== Extracted text
I read a review of “A Woman of No Importance” by Sonia Purnell and ordered it from Amazon. This is the story of Virginia Hall, an American woman who had studied in Europe, fell in love with France, and became a diplomat to try to help the French people. She worked for Britain, and later for United States when we entered the war, to coordinate activities to support the resistance movement. It is a fascinating story.

Some years ago, I had acquired a book called “The Shameful Peace, How French Artists and Intellectuals survived the Nazi Occupation” by Frederic Spotts. A short while after I started reading the book about Virginia Hall, I decided I’d read this one at the same time. This book was in the dining room to read at lunch and dinner, the other was in my bedroom.

And as I’m reading these two books this last month, I noticed some similarities between that time and now. Germany had invaded France after taking over Belgium and Luxembourg. They occupied the northern part of France, which included Paris where many of the cultural activities were located. Germany was trying to take over Poland and Russia, so they set up a sort of provisional government in Vichy with Marshall Petain as president, who did what he was told, but tried to protect the cultural life of the French people.
====
== Task brief ==
List every person named in the text about reading two books on wartime France. These records have no connection to the text above.
== Data extract
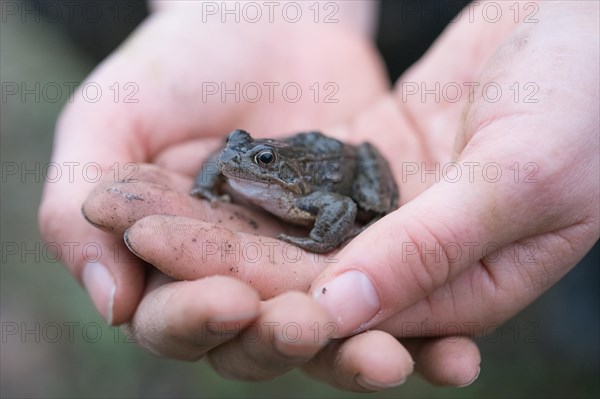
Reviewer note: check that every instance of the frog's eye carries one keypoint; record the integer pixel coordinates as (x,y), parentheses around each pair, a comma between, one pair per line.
(265,157)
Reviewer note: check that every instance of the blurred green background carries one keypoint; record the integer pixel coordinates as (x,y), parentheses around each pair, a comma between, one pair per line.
(54,344)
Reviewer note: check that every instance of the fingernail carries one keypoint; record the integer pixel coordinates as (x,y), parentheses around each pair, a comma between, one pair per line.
(129,244)
(473,380)
(350,298)
(376,385)
(100,284)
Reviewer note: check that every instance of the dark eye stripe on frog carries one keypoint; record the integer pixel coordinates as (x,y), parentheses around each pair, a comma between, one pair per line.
(265,157)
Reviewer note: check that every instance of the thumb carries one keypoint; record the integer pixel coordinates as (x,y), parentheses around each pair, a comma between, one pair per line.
(420,247)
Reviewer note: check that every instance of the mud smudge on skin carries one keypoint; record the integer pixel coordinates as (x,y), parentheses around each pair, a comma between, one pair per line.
(127,196)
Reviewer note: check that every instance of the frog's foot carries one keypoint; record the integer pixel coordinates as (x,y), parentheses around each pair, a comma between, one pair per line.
(209,195)
(308,243)
(334,217)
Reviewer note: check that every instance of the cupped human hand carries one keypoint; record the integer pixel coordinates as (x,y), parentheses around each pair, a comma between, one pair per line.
(177,86)
(466,250)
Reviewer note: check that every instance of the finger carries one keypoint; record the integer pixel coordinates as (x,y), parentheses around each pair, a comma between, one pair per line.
(427,243)
(370,361)
(115,206)
(185,319)
(449,361)
(477,301)
(188,249)
(277,342)
(442,93)
(113,277)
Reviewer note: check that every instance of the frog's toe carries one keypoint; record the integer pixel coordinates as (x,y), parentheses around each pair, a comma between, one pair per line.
(307,243)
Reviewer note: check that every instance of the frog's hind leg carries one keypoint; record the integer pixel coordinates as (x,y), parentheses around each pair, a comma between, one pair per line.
(335,215)
(374,188)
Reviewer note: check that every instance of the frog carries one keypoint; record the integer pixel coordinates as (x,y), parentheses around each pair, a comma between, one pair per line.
(308,179)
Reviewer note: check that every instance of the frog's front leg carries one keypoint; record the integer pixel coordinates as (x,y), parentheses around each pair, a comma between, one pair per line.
(208,180)
(374,187)
(335,215)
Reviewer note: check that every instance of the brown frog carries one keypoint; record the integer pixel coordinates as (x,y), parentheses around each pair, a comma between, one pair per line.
(307,179)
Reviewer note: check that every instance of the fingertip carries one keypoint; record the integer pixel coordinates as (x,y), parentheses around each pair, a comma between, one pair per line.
(449,361)
(367,362)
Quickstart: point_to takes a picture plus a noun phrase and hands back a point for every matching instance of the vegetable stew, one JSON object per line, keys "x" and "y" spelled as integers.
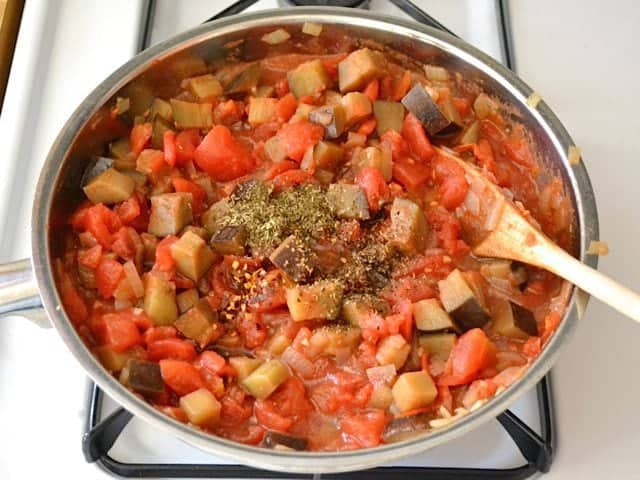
{"x": 274, "y": 251}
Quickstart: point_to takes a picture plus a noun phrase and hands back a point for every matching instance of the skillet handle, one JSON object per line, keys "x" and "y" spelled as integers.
{"x": 19, "y": 293}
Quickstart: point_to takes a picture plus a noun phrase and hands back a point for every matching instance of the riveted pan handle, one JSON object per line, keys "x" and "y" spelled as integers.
{"x": 19, "y": 292}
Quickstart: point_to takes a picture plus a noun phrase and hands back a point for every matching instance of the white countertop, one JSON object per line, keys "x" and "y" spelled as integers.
{"x": 579, "y": 55}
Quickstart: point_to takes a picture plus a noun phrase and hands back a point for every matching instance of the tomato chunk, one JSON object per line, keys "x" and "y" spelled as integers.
{"x": 472, "y": 353}
{"x": 222, "y": 157}
{"x": 181, "y": 376}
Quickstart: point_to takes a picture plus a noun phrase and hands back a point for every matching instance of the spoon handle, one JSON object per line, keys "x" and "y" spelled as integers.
{"x": 605, "y": 289}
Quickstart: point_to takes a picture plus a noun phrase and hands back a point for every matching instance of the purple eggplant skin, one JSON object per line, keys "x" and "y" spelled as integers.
====
== Solution to this task ==
Sonia Purnell, Virginia Hall, Frederic Spotts, Marshall Petain